Directives
a) Extract the part of the Lolita text that begins at the words "From prison, the" and stops after the words "of the subject.", copying it word for word.
b) Answer these questions from the Lolita text, one per line:
(i) How old is Dolores Haze when Humbert discovers her?
(ii) Whom does Humbert marry so that he can stay near her?
(iii) In the quoted passage, what subject is the writer emphatically opposed to for the picture?
======== Document excerpt ========
From prison, the confessions of Humbert Humbert, a 40- year old man with a weakness for 'nymphets', budding sirens 'between nine and fourteen', reach us. Looking for shelter in a sleepy American town, he discovers 12-year-old Dolores Haze - Lolita. To be able to stay near her, Humbert marries mother Haze. With sardonic pleasure, Nabokov leads Humbert and Lolita to the tragic denouement, taking them from one grubby motel to another in a compulsively hooking road movie. Lolita speaks of loss, exile and unfulfilled desire. It is the story of an impossible, ill-fated love: as she matures, the butterfly Lolita inevitably pupates into a caterpillar. Because of Nabokov's virtuoso prose, Lolita is inventive, brilliant, playful literature- nevertheless in my opinion not the ideal book as a first acquaintance with Nabokov, disconcerting it is because of the subject.

Nabokov himself was acutely aware of the difficulties in presenting his Lolita visually to the world:

After thinking it over, I would rather not involve butterflies. Do you think it could be possible to find today in New York an artist who would not be influenced in his work by the general cartoonesque and primitivist style jacket illustration? Who would be capable of creating a romantic, delicately drawn, non-Freudian and non-juvenile, picture for LOLITA (a dissolving remoteness, a soft American landscape, a nostalgic highway—that sort of thing)? There is one subject which I am emphatically opposed to: any kind of representation of a little girl.
======== Record set ========
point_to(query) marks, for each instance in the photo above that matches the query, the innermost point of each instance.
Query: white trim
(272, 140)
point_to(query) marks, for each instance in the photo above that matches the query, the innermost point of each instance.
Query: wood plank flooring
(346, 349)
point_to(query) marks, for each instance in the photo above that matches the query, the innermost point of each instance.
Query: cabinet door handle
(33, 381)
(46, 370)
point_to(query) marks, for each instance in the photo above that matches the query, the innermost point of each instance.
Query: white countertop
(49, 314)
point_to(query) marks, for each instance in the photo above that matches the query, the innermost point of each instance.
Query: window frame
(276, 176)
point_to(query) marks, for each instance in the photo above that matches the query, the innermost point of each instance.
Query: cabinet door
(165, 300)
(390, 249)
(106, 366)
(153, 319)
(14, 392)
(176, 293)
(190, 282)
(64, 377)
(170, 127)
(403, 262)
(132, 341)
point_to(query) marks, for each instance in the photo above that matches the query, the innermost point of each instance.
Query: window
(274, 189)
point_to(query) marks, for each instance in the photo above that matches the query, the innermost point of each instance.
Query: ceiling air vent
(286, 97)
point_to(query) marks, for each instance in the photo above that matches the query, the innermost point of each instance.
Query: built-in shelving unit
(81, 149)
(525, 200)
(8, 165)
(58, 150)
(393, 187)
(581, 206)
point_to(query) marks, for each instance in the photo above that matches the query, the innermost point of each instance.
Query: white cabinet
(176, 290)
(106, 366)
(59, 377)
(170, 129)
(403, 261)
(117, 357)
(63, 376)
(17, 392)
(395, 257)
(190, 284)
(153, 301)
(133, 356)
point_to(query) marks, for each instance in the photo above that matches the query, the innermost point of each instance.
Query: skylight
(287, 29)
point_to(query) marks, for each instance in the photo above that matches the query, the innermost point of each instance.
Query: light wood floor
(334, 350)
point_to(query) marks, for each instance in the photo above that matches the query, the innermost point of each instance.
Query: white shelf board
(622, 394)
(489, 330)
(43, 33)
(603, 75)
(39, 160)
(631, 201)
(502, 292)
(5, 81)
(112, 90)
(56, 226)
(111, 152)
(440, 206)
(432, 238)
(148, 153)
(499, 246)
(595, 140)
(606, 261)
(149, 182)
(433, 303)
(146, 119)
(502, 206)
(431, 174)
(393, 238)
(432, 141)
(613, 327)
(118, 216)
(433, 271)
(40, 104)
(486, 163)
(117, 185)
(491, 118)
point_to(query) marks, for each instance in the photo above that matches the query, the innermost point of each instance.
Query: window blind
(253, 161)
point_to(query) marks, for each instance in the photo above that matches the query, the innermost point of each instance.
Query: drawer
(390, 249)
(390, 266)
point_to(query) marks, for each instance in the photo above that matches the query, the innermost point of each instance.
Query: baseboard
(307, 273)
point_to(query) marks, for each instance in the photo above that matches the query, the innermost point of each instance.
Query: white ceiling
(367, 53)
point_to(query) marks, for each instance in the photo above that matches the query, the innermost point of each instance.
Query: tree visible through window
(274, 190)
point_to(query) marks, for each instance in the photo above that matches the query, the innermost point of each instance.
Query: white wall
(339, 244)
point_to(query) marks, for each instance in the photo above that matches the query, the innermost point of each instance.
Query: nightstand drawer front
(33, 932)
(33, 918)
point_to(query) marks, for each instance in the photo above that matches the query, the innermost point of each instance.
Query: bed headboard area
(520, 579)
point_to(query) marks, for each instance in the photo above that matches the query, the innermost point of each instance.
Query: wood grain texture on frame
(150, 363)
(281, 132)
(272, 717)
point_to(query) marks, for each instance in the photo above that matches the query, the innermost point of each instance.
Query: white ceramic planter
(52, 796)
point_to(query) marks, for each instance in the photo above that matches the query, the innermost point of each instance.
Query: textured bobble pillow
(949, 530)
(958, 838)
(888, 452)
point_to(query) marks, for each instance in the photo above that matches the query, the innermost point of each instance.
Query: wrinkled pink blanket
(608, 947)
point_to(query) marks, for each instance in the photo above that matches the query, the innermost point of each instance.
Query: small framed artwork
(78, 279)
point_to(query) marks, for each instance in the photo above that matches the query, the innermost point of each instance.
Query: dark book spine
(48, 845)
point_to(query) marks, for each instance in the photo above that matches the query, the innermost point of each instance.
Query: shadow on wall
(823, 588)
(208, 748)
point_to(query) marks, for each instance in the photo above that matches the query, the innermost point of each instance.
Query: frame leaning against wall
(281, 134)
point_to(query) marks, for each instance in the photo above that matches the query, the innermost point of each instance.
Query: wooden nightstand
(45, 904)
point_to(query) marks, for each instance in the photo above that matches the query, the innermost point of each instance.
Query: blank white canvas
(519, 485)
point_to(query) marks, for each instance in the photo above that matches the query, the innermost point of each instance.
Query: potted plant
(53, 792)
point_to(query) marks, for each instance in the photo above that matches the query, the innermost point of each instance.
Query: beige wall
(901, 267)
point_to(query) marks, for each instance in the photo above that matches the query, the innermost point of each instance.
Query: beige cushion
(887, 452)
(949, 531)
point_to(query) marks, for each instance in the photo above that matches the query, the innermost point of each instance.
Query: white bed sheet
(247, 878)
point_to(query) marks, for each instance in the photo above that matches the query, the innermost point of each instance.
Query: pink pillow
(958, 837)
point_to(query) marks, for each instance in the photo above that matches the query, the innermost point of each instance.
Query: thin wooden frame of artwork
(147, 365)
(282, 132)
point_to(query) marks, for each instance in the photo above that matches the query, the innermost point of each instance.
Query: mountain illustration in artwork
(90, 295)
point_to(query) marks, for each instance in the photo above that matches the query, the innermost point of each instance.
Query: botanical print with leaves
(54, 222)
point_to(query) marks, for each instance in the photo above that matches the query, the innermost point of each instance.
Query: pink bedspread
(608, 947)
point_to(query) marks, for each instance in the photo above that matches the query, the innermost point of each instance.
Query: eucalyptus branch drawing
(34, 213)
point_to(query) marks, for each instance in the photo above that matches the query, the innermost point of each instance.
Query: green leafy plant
========
Set of answers
a)
From prison, the confessions of Humbert Humbert, a 40- year old man with a weakness for 'nymphets', budding sirens 'between nine and fourteen', reach us. Looking for shelter in a sleepy American town, he discovers 12-year-old Dolores Haze - Lolita. To be able to stay near her, Humbert marries mother Haze. With sardonic pleasure, Nabokov leads Humbert and Lolita to the tragic denouement, taking them from one grubby motel to another in a compulsively hooking road movie. Lolita speaks of loss, exile and unfulfilled desire. It is the story of an impossible, ill-fated love: as she matures, the butterfly Lolita inevitably pupates into a caterpillar. Because of Nabokov's virtuoso prose, Lolita is inventive, brilliant, playful literature- nevertheless in my opinion not the ideal book as a first acquaintance with Nabokov, disconcerting it is because of the subject.

b)
(i) 12 years old
(ii) Mother Haze
(iii) Any kind of representation of a little girl